» Problem:
Only the lines from the start of the entries through the line with "Target — metal gate bar" are wanted; please output them exactly.

» Data provided:
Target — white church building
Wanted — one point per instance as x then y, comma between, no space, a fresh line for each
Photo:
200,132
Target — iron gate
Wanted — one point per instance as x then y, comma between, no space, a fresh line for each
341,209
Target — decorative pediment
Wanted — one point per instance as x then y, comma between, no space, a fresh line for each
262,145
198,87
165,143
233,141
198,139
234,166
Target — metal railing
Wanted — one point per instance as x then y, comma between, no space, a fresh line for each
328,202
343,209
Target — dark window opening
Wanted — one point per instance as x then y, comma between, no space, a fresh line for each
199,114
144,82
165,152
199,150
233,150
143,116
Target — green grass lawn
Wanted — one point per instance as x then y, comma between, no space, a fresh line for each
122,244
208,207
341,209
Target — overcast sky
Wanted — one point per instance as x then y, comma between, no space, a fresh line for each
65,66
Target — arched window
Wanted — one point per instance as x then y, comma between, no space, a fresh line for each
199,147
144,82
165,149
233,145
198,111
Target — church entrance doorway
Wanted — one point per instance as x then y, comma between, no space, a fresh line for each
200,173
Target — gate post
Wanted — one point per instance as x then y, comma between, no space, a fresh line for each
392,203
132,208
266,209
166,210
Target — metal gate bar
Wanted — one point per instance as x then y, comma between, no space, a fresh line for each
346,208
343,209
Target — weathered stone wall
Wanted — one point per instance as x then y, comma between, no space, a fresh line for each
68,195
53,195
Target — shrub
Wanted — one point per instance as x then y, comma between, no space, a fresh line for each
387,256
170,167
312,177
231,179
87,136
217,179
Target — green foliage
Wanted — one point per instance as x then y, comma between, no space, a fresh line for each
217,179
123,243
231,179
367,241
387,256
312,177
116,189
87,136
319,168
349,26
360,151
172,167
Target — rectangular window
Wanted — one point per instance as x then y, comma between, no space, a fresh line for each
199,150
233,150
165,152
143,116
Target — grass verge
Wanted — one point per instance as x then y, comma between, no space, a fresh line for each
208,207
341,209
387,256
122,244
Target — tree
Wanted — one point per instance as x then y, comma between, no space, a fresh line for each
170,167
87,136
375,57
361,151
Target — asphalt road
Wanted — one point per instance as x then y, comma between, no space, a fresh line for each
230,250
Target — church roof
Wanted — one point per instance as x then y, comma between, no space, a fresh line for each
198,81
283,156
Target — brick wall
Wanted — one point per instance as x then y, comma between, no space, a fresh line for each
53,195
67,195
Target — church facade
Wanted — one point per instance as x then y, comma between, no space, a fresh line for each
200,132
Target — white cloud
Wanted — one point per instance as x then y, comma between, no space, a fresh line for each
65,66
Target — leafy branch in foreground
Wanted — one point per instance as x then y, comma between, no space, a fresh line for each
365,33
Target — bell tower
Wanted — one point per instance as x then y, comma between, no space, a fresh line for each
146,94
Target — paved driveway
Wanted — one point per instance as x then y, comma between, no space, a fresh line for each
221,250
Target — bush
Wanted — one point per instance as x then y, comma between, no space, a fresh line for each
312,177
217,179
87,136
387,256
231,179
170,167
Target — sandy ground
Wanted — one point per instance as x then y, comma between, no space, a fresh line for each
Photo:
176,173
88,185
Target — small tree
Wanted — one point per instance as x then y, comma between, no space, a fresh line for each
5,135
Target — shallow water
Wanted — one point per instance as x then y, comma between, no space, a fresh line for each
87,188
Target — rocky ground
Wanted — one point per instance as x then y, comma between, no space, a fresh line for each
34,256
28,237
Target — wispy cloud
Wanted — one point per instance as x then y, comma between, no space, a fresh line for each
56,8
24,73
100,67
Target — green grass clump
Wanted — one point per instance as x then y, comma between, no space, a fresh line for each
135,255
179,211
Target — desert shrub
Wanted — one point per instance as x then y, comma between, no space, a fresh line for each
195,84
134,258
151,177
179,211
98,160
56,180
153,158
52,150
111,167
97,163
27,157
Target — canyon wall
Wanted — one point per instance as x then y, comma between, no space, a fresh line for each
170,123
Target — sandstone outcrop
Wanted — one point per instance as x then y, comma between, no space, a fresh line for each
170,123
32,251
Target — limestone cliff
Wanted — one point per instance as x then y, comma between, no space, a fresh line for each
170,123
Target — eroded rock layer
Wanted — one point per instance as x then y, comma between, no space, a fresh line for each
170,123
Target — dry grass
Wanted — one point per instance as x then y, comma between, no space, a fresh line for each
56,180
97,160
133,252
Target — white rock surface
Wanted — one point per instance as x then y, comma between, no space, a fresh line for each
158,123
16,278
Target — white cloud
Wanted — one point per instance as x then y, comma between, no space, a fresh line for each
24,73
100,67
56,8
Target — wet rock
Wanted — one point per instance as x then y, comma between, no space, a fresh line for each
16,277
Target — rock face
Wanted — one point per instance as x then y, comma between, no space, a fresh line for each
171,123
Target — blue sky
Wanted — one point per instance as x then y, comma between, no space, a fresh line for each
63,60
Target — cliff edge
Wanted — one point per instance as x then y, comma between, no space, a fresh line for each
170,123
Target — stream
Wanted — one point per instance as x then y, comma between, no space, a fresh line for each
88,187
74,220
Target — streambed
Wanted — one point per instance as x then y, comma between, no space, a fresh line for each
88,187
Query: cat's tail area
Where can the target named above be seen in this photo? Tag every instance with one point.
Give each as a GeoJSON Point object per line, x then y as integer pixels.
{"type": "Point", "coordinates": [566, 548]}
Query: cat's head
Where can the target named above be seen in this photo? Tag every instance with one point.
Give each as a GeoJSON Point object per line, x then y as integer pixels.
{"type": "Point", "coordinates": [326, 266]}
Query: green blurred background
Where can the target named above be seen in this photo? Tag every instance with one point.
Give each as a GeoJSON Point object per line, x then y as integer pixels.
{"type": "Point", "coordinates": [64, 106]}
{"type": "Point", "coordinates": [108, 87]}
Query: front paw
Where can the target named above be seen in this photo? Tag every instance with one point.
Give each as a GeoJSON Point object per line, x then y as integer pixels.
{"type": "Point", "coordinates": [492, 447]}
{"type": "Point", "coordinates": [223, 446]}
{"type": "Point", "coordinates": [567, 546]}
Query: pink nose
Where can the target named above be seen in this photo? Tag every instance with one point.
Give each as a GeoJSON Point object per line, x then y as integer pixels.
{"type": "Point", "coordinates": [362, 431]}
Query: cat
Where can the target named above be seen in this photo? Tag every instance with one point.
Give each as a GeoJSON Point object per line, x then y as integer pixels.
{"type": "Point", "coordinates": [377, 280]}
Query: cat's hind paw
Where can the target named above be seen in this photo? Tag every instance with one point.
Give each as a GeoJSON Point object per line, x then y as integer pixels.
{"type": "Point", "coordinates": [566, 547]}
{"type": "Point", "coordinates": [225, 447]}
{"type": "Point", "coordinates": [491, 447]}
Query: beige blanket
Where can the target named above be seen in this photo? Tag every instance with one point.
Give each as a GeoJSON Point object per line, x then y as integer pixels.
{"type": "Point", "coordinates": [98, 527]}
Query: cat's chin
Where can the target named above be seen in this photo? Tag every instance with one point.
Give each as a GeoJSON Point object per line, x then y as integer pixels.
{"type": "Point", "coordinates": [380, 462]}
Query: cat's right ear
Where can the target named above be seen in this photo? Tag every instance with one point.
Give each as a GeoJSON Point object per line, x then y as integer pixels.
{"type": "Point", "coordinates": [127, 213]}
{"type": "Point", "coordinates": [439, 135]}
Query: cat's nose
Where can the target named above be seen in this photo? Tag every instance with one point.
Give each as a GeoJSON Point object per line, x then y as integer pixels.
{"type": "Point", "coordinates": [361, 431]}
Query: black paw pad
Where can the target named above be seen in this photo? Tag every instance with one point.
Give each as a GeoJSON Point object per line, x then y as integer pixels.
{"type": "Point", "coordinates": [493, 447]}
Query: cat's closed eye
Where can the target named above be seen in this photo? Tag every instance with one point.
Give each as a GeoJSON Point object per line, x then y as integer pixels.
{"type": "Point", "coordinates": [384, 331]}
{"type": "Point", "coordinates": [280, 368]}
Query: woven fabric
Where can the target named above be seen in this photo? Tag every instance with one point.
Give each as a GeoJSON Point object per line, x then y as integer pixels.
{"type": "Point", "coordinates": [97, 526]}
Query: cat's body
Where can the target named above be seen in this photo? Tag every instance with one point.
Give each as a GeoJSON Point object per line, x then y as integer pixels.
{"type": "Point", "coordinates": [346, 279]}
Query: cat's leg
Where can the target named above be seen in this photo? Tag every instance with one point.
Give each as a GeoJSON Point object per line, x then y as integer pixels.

» Result for this task:
Target — white church building
Wanted — one point per instance as x then y, comma between, no space, a fresh line for each
Photo:
200,132
Target — iron gate
Wanted — one point per instance as x then y, comma between, no space, a fresh line for each
341,209
Target — decorative pediment
Wanted — one point per instance as x then y, comma between, no space, a fresh line for each
262,145
198,87
165,143
233,141
198,139
234,166
Target — metal railing
Wanted — one point per instance as x then y, comma between, no space, a fresh line for each
328,202
343,209
Target — dark window opening
Wanted — one point per instance as x then y, comma between, no space, a fresh line for each
199,114
144,82
165,152
199,150
233,150
143,116
Target — green grass lawn
Wanted — one point per instance as x then y, comma between, no space, a fresh line for each
122,244
208,207
341,209
Target — overcast sky
Wanted — one point per instance as x then y, comma between, no space, a fresh line for each
65,66
Target — arched window
Wanted — one point per instance as x then y, comma between, no space, a fresh line for each
199,147
144,82
165,149
233,145
198,111
Target — church entrance doorway
Wanted — one point per instance as x then y, comma between, no space, a fresh line for each
200,173
Target — gate post
Wanted — one point per instance as x then y, comma between, no space, a fresh line for each
392,203
132,208
266,209
166,210
Target — metal gate bar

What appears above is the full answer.